Continue the text on radioactive iodine preparation in high-risk thyroid cancer patients, beginning immediately after its final sentence.

Text excerpt:
== Segment start ==
CLINICAL THYROIDOLOGY FOR PATIENTS
A publication of the American Thyroid Association
Survival is similar in high risk thyroid cancer patients treated with radioactive iodine therapy after either thyroid hormone withdrawal or recombinant human TSH
ABBREVIATIONS & DEFINITIONS
Hypothyroidism: a condition where the thyroid gland is underactive and doesn’t produce enough thyroid hormone. Treatment requires taking thyroid hormone pills.
Thyroid Stimulating Hormone (TSH): produced by the pituitary gland that regulates thyroid function; also the best screening test to determine if the thyroid is functioning normally.
Radioactive Iodine (RAI): this plays a valuable role in diagnosing and treating thyroid problems since it is taken up only by the thyroid gland. I-131 is the destructive form used to destroy thyroid tissue in the treatment of thyroid cancer and with an overactive thyroid. I-123 is the non-destructive form that does not damage the thyroid and is used in scans to take pictures of the thyroid (Thyroid Scan) or to take pictures of the whole body to look for thyroid cancer (Whole Body Scan).
Recombinant human TSH (rhTSH): human TSH that is produced in the laboratory and used to produce high levels of TSH in patients after an intramuscular injection. This is mainly used in thyroid cancer patients before treating with radioactive iodine or performing a whole body scan. The brand name for rhTSH is Thyrogen™.
Thyroid Hormone Withdrawal (THW): this is used to produce high levels of TSH in patients by stopping thyroid hormone pills and causing short-term hypothyroidism. This is mainly used in thyroid cancer patients before treating with radioactive iodine or performing a whole body scan.
After the initial surgery for thyroid cancer, many patients are treated with radioactive iodine. Patients are prepared for radioactive iodine treatment by increasing TSH levels, either by stopping thyroid hormone therapy for a period of time and becoming hypothyroid (thyroid hormone withdrawal, THW) or by administering TSH in the form of recombinant human TSH (rhTSH, Thyrogen). Either way is effective in treating any remaining cancer that remains in the neck as well as cancer that has spread into the lymph nodes of the neck. It is not clear is whether rhTSH is as effective as THW in treating thyroid cancer that has spread outside of the neck (metastatic) into the bones or lung. This study compares the survival of high risk patients with thyroid cancer metastatic to the bones and lungs who were treated with radioactive iodine after rhTSH as compared to after THW.
== Segment end ==
Exercise data:
== Segment start ==
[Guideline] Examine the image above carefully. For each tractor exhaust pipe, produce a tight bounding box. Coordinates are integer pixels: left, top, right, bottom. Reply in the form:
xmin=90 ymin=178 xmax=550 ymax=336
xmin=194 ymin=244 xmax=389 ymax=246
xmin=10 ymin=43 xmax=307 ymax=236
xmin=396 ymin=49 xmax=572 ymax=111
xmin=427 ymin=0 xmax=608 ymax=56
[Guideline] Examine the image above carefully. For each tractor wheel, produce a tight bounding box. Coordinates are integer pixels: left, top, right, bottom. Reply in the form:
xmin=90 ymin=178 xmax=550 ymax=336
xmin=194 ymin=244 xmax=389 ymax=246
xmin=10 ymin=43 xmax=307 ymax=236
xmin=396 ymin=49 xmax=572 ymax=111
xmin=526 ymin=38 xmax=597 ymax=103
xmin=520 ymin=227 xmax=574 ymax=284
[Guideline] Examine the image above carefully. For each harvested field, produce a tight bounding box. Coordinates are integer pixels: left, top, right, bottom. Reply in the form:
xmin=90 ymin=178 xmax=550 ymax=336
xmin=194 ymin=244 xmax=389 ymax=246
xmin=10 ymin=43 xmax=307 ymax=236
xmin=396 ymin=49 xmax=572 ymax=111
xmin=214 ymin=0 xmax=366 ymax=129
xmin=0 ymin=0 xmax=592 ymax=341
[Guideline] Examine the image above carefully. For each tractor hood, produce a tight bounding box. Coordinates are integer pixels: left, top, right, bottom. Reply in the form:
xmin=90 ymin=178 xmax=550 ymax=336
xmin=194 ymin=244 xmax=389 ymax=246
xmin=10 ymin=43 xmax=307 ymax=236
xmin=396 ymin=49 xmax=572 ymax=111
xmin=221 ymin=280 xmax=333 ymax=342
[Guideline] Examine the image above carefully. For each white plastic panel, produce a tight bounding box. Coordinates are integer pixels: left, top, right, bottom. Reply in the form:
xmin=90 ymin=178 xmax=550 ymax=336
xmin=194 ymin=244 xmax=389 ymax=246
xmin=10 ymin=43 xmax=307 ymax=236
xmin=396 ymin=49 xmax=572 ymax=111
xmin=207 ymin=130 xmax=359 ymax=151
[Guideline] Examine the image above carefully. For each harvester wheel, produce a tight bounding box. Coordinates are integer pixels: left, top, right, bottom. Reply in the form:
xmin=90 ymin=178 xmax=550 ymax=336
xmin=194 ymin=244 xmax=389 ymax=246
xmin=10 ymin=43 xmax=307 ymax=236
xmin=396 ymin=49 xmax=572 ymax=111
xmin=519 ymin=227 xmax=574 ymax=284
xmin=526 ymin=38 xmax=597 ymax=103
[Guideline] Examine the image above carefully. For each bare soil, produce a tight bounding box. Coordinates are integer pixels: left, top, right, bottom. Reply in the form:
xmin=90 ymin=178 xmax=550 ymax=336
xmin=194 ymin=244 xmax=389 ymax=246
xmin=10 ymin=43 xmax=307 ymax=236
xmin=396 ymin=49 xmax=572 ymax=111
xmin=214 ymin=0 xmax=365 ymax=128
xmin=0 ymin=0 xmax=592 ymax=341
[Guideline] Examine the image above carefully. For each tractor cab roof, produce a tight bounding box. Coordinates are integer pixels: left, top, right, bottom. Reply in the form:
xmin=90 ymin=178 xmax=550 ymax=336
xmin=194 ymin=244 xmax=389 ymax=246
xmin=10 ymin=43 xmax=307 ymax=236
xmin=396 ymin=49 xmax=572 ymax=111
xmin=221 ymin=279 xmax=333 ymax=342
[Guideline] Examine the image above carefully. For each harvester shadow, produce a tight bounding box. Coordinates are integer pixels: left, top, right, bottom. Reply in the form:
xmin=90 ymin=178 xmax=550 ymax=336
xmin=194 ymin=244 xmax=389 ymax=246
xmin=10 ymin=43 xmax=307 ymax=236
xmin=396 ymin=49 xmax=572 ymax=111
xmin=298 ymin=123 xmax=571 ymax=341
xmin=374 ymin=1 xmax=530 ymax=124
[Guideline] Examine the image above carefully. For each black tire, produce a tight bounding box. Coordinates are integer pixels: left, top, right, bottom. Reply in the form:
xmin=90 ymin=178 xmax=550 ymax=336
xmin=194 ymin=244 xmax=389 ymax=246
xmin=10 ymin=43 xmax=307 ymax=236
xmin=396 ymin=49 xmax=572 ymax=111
== Segment end ==
Output for this exercise:
THE FULL ARTICLE TITLE:
Tala H et al. Five-year survival is similar in thyroid cancer patients with distant metastases prepared for radioactive iodine therapy with either thyroid hormone withdrawal or recombinant human TSH. J Clin Endocrinol Metab. May 11, 2011.
SUMMARY OF THE STUDY
This study examined the records of 175 patients with thyroid cancer and spread to bone (28%), lungs (52%) or both (19%) from 1993 to 2010. A total of 35 patients were treated with radioactive iodine after THW, 58 after rhTSH, and 82 patients had THW with one or more treatments and subsequently radioactive iodine was administered after rhTSH.
There was no difference in survival between patients in any of the groups. Age was the only predictor of overall survival, with a decreased survival in the older patients. Separating out the patients with spread of the cancer to the lung also showed that radioactive iodine after rhTSH was equally effective as after THW. The average survival of patients with spread of the cancer to the lung was 12.5 years.
WHAT ARE THE IMPLICATIONS OF THIS STUDY?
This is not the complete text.